__Dataset extract__:
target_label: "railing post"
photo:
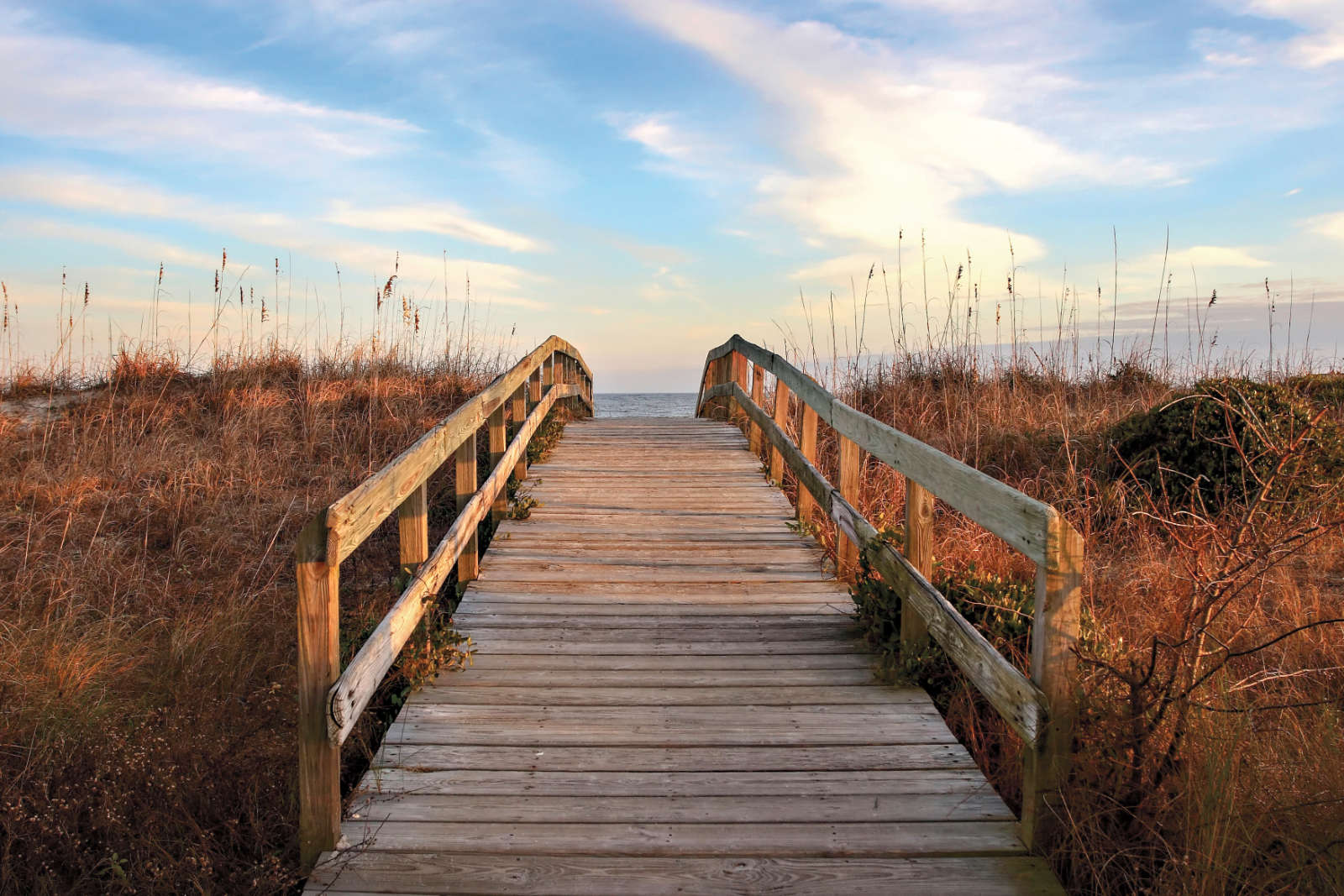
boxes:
...
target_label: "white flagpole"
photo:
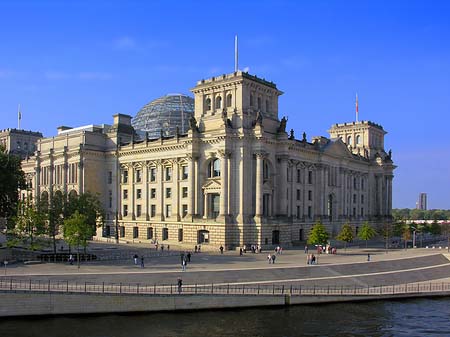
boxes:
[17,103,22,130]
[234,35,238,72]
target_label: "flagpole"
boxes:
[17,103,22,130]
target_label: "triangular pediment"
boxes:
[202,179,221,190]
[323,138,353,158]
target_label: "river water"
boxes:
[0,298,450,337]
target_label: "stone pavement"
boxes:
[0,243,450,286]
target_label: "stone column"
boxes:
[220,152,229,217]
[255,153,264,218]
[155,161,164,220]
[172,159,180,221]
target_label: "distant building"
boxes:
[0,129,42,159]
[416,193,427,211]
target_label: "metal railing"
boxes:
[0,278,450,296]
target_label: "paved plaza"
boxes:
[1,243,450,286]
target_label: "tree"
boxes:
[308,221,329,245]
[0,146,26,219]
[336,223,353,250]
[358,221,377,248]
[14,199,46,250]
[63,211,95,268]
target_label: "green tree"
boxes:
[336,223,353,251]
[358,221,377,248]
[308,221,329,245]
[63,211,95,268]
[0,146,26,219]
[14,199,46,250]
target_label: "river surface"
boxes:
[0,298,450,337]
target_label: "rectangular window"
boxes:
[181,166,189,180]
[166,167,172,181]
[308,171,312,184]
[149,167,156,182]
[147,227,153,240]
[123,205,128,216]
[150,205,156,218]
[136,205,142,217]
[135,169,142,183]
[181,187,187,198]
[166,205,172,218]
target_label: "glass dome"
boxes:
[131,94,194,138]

__The problem__:
From the listing above, extract every line that contains the string "tree", matching it with case taken into account.

__Task output__:
target_label: "tree"
target_label: "green tree"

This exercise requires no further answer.